● Given exercise
Return only the line that contains "segment: door frame" and each line after it, through the last line of the data below, copied exactly.

(Saved data entries)
------------------------------------------------
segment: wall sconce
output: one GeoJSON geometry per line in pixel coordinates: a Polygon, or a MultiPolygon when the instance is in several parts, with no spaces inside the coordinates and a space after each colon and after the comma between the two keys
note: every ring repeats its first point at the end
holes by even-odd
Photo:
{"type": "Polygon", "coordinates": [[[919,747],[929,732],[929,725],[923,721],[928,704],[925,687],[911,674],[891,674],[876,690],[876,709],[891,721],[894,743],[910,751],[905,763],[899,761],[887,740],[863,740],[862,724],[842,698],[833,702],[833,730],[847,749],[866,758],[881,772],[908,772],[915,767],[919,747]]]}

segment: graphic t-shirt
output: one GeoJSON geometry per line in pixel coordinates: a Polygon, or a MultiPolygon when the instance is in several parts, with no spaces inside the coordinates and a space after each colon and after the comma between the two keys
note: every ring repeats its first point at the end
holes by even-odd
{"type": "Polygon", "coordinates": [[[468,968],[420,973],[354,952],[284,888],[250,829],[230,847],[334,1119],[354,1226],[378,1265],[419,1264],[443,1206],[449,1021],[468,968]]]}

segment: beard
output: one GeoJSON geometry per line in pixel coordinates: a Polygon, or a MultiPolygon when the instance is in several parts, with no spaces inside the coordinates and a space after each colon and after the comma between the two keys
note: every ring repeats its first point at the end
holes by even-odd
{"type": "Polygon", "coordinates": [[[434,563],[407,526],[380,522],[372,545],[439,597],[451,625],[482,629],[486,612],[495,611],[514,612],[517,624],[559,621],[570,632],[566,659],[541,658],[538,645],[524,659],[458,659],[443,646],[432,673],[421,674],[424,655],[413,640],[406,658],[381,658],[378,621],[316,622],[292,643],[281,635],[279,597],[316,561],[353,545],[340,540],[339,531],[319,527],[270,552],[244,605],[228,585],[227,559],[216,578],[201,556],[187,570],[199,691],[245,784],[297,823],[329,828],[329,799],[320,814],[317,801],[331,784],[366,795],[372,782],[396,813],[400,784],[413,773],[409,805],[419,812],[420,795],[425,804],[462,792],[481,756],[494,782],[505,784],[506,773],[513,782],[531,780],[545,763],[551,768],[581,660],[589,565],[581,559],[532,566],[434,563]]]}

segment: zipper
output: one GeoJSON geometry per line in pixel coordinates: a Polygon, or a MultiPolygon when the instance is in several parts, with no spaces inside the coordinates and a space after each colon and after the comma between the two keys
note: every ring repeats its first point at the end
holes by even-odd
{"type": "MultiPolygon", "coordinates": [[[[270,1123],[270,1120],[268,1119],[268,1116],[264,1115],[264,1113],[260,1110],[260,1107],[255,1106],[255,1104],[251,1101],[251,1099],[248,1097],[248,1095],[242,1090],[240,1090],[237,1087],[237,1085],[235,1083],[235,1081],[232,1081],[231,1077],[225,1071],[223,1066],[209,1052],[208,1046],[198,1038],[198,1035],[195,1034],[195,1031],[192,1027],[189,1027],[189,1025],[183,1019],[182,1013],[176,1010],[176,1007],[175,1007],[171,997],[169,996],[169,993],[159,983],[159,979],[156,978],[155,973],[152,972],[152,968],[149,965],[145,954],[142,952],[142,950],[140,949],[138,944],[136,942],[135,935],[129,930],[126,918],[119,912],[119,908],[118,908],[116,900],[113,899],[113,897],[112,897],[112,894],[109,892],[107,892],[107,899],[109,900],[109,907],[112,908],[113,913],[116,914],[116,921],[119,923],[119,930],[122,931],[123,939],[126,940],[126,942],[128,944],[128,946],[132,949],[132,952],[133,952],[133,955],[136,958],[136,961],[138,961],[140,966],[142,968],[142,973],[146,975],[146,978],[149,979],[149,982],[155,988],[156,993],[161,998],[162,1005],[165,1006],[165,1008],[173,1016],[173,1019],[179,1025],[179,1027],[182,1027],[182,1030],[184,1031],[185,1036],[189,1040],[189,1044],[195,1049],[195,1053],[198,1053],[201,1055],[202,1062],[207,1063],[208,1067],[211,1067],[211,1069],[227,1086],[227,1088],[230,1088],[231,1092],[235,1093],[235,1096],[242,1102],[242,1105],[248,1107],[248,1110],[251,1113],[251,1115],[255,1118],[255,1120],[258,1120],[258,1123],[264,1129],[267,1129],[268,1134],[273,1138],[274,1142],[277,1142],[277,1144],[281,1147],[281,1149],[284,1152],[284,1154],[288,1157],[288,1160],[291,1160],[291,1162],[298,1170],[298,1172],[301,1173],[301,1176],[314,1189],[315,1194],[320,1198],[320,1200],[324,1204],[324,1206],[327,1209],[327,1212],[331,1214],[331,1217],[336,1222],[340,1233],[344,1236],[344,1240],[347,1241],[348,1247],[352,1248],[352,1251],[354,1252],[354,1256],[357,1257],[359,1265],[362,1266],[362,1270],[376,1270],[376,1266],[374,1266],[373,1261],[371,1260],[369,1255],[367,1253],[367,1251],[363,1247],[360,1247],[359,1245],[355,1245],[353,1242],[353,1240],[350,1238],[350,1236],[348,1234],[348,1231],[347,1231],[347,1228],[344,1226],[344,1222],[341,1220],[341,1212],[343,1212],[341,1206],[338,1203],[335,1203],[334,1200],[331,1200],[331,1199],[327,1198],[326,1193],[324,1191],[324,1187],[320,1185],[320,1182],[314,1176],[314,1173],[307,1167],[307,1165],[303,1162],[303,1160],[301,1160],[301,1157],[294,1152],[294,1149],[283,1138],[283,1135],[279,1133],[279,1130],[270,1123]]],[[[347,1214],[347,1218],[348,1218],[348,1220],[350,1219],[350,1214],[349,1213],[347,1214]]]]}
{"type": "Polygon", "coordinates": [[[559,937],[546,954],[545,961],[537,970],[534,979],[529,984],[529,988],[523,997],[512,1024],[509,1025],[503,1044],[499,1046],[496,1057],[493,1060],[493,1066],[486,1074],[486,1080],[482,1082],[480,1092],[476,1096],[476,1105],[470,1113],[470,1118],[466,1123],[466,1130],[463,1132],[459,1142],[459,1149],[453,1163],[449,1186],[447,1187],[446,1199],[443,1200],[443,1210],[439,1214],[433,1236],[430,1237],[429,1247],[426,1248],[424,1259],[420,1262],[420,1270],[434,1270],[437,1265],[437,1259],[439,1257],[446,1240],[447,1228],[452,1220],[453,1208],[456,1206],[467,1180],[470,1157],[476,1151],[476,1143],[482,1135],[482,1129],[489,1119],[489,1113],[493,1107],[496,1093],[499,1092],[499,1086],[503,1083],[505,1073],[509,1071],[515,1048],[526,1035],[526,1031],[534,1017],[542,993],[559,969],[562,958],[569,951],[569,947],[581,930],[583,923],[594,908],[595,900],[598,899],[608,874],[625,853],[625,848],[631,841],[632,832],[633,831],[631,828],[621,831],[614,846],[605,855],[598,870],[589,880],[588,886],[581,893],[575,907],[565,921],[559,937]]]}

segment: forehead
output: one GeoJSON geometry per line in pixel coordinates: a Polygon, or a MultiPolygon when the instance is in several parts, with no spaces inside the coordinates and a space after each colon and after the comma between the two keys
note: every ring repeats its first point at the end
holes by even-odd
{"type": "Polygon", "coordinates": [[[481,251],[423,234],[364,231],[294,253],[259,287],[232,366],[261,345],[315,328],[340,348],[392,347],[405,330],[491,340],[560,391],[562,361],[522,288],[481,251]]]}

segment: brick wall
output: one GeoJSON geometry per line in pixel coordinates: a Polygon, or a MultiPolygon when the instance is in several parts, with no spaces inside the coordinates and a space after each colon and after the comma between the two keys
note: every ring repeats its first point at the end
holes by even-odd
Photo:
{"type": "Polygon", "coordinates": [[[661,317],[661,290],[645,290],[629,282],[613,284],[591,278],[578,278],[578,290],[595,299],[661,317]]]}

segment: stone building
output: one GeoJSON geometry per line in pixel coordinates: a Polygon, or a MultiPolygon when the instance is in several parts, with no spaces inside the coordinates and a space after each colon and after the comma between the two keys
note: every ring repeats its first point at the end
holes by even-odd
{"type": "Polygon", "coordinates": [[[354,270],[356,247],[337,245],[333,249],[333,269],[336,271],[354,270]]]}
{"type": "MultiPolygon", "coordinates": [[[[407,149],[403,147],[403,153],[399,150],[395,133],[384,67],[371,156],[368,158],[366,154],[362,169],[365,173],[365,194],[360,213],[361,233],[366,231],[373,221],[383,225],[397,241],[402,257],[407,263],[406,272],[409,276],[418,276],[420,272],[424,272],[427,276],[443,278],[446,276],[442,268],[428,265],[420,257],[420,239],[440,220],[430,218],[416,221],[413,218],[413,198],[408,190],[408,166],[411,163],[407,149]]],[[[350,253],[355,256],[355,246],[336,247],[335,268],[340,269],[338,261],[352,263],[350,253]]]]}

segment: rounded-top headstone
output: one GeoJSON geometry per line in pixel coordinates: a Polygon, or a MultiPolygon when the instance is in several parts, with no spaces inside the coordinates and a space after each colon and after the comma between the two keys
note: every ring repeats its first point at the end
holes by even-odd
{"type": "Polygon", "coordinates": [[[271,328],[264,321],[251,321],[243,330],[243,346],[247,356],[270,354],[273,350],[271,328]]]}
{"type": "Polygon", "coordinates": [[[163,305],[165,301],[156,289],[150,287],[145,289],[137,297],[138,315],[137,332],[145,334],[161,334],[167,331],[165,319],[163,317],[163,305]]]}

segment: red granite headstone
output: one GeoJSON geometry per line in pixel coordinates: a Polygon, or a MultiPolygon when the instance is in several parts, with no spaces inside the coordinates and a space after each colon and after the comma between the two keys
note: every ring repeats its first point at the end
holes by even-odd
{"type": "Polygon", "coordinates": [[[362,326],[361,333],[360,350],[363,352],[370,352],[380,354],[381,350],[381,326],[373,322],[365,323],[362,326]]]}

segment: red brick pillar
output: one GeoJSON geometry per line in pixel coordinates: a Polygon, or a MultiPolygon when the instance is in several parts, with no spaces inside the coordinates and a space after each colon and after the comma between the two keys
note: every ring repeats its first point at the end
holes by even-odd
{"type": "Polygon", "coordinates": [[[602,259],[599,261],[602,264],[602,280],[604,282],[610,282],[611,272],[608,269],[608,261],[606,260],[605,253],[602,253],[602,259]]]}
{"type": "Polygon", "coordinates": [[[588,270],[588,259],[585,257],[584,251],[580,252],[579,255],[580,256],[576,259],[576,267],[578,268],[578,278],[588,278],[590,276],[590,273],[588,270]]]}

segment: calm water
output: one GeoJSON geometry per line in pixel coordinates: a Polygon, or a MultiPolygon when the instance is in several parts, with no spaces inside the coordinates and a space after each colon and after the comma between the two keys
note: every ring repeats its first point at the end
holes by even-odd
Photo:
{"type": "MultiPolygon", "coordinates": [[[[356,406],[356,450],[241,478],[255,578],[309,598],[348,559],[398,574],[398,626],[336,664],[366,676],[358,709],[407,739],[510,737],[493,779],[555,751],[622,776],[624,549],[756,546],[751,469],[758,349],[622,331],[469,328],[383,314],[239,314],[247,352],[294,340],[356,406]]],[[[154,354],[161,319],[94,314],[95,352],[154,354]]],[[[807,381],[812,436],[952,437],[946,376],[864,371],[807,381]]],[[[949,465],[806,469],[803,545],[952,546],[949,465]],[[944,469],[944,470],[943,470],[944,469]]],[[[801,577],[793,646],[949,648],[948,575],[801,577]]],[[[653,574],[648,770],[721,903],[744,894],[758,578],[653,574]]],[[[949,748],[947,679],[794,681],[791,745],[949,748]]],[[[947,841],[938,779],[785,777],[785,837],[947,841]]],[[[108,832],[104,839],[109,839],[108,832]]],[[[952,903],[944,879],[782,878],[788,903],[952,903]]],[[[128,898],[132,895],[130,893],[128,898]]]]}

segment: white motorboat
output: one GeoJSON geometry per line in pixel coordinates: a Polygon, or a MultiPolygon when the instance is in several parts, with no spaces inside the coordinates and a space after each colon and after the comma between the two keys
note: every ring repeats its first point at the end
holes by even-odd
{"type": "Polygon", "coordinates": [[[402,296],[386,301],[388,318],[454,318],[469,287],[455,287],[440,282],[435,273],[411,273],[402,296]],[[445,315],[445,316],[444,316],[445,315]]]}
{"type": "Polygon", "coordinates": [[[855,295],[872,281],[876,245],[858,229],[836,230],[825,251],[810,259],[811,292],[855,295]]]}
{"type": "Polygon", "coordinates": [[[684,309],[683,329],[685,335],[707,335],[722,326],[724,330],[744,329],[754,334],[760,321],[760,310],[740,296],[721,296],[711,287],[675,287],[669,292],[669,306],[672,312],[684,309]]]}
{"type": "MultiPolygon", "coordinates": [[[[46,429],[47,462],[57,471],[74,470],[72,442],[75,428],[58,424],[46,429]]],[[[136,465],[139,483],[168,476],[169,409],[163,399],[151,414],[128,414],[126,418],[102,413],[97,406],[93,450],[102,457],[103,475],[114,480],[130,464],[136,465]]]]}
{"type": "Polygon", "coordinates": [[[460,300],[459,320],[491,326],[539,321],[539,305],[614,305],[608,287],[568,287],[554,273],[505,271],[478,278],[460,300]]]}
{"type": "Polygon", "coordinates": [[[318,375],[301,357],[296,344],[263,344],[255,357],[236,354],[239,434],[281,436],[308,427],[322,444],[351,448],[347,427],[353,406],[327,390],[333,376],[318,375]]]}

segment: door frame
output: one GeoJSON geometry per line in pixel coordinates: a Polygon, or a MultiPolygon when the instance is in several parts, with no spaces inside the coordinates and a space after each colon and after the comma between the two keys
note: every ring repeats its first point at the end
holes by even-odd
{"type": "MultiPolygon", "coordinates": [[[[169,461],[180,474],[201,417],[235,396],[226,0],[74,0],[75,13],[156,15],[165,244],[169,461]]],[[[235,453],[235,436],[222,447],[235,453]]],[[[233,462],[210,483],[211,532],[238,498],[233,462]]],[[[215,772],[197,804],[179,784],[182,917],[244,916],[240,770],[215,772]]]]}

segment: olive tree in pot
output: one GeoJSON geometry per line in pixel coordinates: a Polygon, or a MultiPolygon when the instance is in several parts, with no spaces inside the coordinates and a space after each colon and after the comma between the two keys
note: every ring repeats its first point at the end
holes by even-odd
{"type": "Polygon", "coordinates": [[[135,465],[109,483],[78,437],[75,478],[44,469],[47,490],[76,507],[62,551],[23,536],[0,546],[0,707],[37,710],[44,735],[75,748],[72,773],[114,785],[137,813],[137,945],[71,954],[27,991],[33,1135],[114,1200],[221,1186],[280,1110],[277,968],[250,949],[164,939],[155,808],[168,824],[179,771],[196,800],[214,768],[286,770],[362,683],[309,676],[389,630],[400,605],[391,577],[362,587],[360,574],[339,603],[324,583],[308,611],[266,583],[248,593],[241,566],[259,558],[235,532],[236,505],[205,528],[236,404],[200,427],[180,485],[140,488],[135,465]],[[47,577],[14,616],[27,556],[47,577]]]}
------------------------------------------------
● Task output
segment: door frame
output: one GeoJSON geometry per line in pixel coordinates: a Polygon, or a MultiPolygon when the instance is in several parts, with no spaces inside the coordinates and a space after each colon and after the comma between the two keys
note: every ring repeats its first point at the end
holes by even-odd
{"type": "MultiPolygon", "coordinates": [[[[169,461],[180,474],[201,417],[235,396],[226,0],[74,0],[75,13],[156,15],[165,244],[169,461]]],[[[235,453],[235,436],[222,447],[235,453]]],[[[233,462],[210,483],[211,532],[238,498],[233,462]]],[[[215,772],[197,804],[179,784],[182,917],[244,916],[240,770],[215,772]]]]}

segment: olive tree in pot
output: one GeoJSON geometry per line in pixel coordinates: a Polygon, or a MultiPolygon when the instance is in several parts, with no spaces inside the coordinates and a space after each colon and after the comma between the two keys
note: every ring repeats its first point at the end
holes by even-odd
{"type": "Polygon", "coordinates": [[[135,465],[109,483],[78,437],[75,478],[44,469],[47,490],[76,507],[62,551],[23,536],[0,546],[0,707],[37,710],[44,735],[75,748],[72,773],[114,785],[137,813],[137,945],[71,954],[27,991],[33,1135],[114,1200],[221,1186],[280,1110],[277,968],[250,949],[164,939],[155,808],[168,824],[179,771],[196,800],[214,768],[286,770],[362,683],[309,676],[389,630],[400,605],[391,577],[362,587],[360,574],[339,603],[324,583],[308,611],[266,583],[248,593],[241,566],[259,558],[235,532],[236,505],[205,528],[236,404],[200,427],[180,485],[140,488],[135,465]],[[47,577],[14,616],[27,556],[47,577]]]}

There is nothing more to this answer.